• TASK 1:
From the column on the Wisconsin school budget veto, copy everything from "The state’s governor" down to "across well enough.".
• TASK 2:
In the column on the Wisconsin school budget veto, how much does the new budget raise public school funding per pupil each year?
• TASK 3:
List every number written in numerals in the column on the Wisconsin school budget veto, in the order they appear.

• EXCERPTED PASSAGE:
=== Section Start ===
The state’s governor is trying to make policy for many generations from now. It’s hard enough to get it right for even a decade or two. How’s your flying car working out?

A high school in Fond du Lac, Wis.
A high school in Fond du Lac, Wis. With a few edits by Gov. Tony Evers, the new state budget increases public school funding annually for centuries. (Shutterstock)
Some of the things governments do are so preposterous that it seems almost pointless to ridicule them. Just reporting on them straight gets the point across well enough.

A couple of weeks ago, as you may have heard, Wisconsin Gov. Tony Evers signed into law a new state budget that stands to increase public school funding by $325 per pupil every year until 2425 — four centuries from now. Evers made this happen by using his partial-veto powers, deleting “20” and the hyphen from the legislation’s reference to the 2024-25 school year. I took this to be a joke, but Evers was serious. He said his action would “provide school districts with predictable long-term increases for the foreseeable future.” Perhaps he can foresee things better than the rest of us can.

Whatever the governor may have had in mind, the whole episode serves as a reminder of just how strange things can become when public officials decide to project into the unknown — not just 400 years, but four decades, or even less.

When it comes to dealing with decades to come, governments practice an odd sort of contradiction. They have little trouble making wishes and guesses about the years ahead of them. But they are notoriously unwilling to take actions in the present that will lead to an improvement in the public welfare.
=== Section End ===
• SUPPLIED ENTRIES:
=== Section Start ===
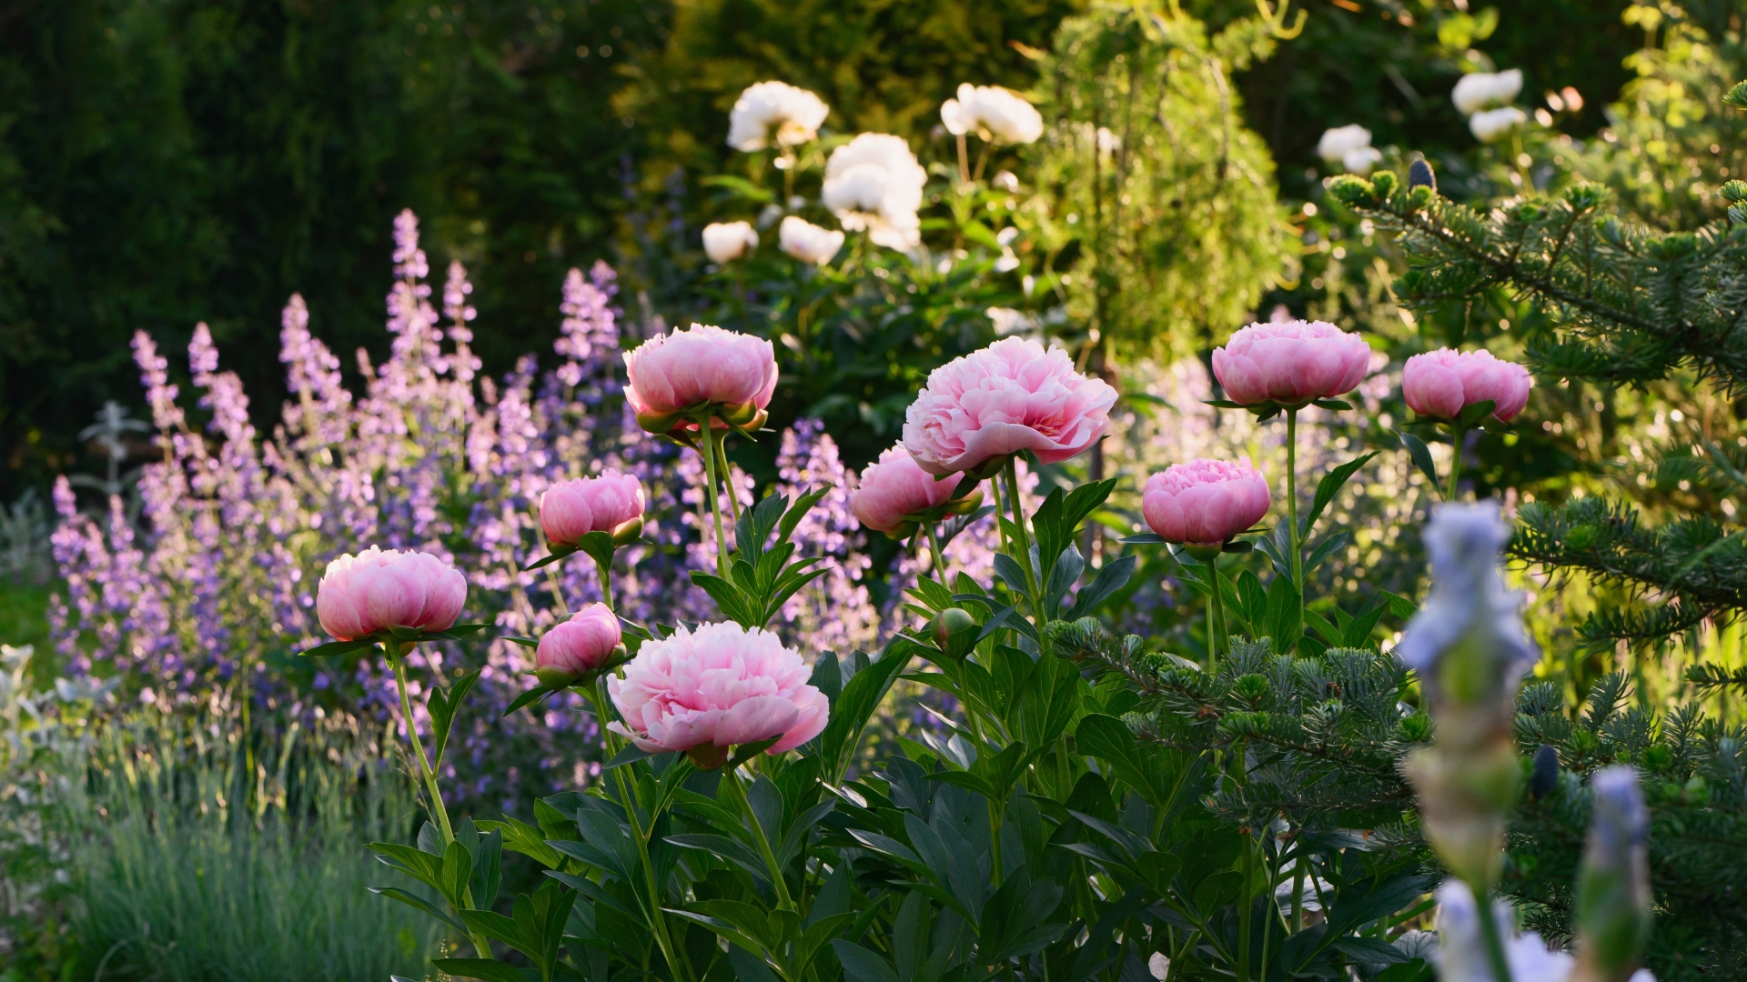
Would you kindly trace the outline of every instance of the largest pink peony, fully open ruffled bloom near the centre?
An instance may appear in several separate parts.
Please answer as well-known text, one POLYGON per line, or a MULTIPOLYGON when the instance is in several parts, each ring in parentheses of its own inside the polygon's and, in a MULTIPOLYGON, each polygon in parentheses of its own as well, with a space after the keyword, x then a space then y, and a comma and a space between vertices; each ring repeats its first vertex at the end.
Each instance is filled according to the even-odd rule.
POLYGON ((1104 435, 1116 390, 1074 370, 1067 351, 1003 337, 928 376, 903 423, 903 446, 929 474, 975 470, 1031 451, 1067 460, 1104 435))

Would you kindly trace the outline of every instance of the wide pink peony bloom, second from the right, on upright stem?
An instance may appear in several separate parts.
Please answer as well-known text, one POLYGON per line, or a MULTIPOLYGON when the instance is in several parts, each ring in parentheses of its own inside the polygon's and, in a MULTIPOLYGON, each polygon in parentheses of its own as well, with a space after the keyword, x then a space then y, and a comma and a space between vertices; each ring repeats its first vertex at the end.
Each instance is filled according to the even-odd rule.
POLYGON ((1333 323, 1253 323, 1212 351, 1212 374, 1232 402, 1305 405, 1357 388, 1371 346, 1333 323))

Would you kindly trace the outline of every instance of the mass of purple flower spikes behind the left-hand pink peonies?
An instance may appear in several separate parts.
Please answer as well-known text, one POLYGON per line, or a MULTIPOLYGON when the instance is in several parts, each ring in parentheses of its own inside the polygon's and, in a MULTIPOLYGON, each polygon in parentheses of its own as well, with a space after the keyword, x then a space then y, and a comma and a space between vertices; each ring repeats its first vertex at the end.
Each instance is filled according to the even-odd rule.
MULTIPOLYGON (((601 599, 582 554, 522 571, 545 554, 540 494, 608 468, 634 474, 648 496, 643 542, 615 563, 618 610, 643 624, 715 615, 690 580, 715 554, 702 465, 645 433, 624 402, 613 269, 596 264, 566 278, 554 369, 540 372, 529 355, 500 379, 479 376, 468 348, 477 311, 466 302, 466 271, 449 264, 440 315, 428 274, 418 220, 405 211, 395 222, 386 297, 393 341, 381 365, 358 353, 362 393, 342 384, 341 362, 311 332, 304 301, 290 299, 280 341, 292 398, 271 439, 250 425, 243 386, 220 370, 204 325, 189 346, 199 414, 183 409, 155 342, 135 337, 164 454, 142 474, 138 522, 121 498, 100 521, 77 508, 65 479, 54 491, 63 521, 52 545, 66 598, 54 599, 51 619, 75 676, 126 673, 128 690, 148 701, 218 695, 293 715, 397 715, 393 676, 379 657, 292 657, 327 640, 314 617, 327 563, 365 545, 433 552, 466 575, 463 620, 491 624, 493 636, 538 636, 601 599)), ((882 613, 893 626, 893 612, 880 612, 867 589, 870 559, 849 512, 851 481, 818 421, 781 437, 776 491, 830 488, 795 529, 800 554, 823 556, 826 575, 777 622, 809 654, 874 647, 882 613)), ((735 470, 732 486, 749 507, 751 479, 735 470)), ((985 575, 992 529, 984 521, 963 533, 949 547, 954 564, 985 575)), ((503 640, 421 645, 411 662, 414 704, 433 683, 482 671, 445 760, 468 795, 510 802, 590 772, 583 753, 597 743, 596 723, 580 697, 500 720, 533 685, 524 648, 503 640)))

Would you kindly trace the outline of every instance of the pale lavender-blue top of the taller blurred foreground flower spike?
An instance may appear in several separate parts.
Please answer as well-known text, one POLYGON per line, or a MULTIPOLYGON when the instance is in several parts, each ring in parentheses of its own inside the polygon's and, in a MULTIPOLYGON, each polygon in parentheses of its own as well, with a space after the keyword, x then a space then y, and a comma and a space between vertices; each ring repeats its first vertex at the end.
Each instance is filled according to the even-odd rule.
POLYGON ((1511 694, 1534 667, 1539 652, 1523 631, 1522 598, 1499 577, 1499 550, 1509 540, 1511 526, 1490 501, 1438 505, 1433 512, 1426 526, 1431 596, 1396 645, 1401 660, 1422 678, 1433 678, 1440 657, 1462 641, 1488 657, 1488 674, 1511 694))

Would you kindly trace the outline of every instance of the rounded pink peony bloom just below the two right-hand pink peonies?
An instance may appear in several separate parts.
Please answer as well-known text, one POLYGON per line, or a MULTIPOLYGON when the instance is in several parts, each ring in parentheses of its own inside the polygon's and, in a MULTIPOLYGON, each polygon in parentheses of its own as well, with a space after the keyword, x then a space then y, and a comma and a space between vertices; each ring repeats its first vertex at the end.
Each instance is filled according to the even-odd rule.
POLYGON ((1191 460, 1146 481, 1141 515, 1158 538, 1219 545, 1268 514, 1268 482, 1249 458, 1191 460))

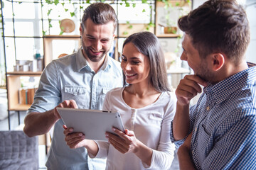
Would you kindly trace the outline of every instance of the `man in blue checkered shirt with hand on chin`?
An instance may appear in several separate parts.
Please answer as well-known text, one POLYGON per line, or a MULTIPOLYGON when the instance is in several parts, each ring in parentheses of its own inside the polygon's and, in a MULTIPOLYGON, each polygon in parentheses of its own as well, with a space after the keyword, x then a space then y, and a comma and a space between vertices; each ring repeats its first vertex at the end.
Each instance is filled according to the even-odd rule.
POLYGON ((256 67, 245 62, 250 28, 236 1, 210 0, 178 20, 181 60, 171 141, 180 169, 256 169, 256 67), (189 108, 191 98, 203 94, 189 108))

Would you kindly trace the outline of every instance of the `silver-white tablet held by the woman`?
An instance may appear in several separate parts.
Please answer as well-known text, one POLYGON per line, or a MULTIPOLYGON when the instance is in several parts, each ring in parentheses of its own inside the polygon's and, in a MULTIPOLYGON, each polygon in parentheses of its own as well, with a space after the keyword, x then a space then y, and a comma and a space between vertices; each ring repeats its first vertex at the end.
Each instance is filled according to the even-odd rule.
POLYGON ((107 141, 105 132, 115 127, 124 132, 121 116, 117 111, 97 111, 78 108, 57 108, 60 117, 73 132, 82 132, 85 139, 107 141))

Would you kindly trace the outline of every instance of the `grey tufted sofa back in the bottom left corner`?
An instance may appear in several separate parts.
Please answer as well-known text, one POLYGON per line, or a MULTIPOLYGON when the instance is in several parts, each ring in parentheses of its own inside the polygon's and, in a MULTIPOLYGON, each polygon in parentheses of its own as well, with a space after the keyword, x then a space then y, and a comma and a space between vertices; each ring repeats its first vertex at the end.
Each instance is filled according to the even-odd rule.
POLYGON ((0 169, 38 169, 38 137, 22 130, 0 131, 0 169))

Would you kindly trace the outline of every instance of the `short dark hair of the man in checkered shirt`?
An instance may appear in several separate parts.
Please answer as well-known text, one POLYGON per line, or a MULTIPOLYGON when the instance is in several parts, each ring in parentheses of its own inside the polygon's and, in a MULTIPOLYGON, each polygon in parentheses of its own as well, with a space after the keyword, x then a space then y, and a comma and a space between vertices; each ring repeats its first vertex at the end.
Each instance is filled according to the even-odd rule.
POLYGON ((236 1, 210 0, 178 20, 201 57, 223 52, 238 64, 250 42, 247 15, 236 1))

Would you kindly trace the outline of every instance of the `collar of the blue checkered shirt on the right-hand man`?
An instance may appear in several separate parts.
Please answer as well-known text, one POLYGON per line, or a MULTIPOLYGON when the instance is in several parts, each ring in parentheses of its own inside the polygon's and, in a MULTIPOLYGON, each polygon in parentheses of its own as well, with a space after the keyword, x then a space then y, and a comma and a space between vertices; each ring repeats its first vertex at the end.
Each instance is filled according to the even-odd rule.
POLYGON ((234 91, 242 89, 242 87, 247 86, 255 81, 256 77, 256 67, 250 67, 243 70, 237 74, 234 74, 228 79, 218 82, 218 84, 208 84, 203 88, 203 92, 206 94, 211 94, 214 97, 215 103, 221 103, 226 100, 234 91))

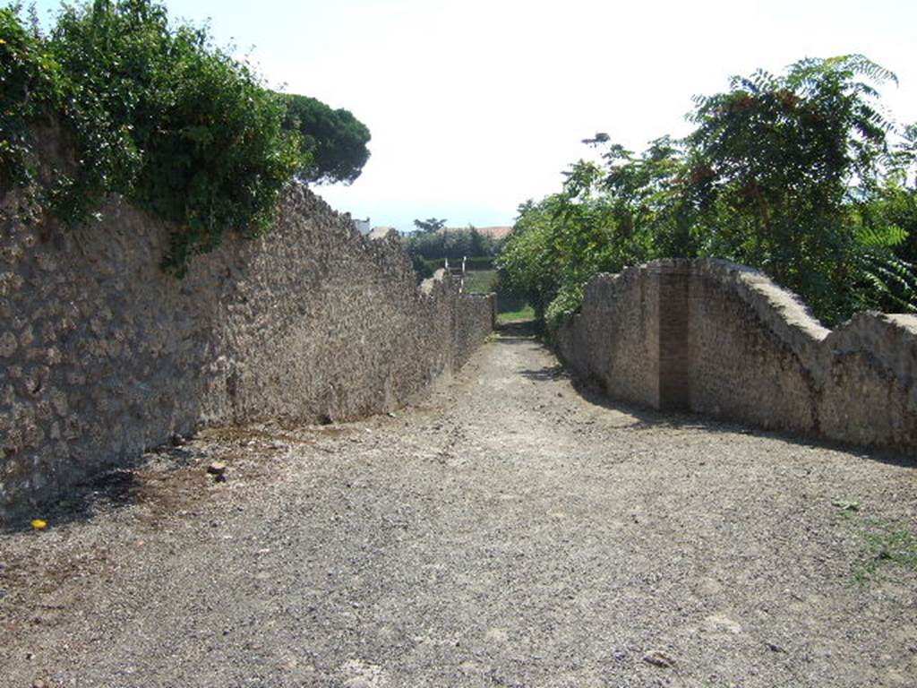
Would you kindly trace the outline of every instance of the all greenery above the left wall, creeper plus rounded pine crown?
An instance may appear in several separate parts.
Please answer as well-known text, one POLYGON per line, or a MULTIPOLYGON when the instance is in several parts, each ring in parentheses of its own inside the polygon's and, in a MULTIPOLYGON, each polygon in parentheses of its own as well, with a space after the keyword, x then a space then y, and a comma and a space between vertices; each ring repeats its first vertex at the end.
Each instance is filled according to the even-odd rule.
=== Section End ===
• EXERCISE RESULT 1:
The state’s governor is trying to make policy for many generations from now. It’s hard enough to get it right for even a decade or two. How’s your flying car working out?

A high school in Fond du Lac, Wis.
A high school in Fond du Lac, Wis. With a few edits by Gov. Tony Evers, the new state budget increases public school funding annually for centuries. (Shutterstock)
Some of the things governments do are so preposterous that it seems almost pointless to ridicule them. Just reporting on them straight gets the point across well enough.

• EXERCISE RESULT 2:
It raises funding by $325 per pupil every year.

• EXERCISE RESULT 3:
$325
2425
20
2024-25
400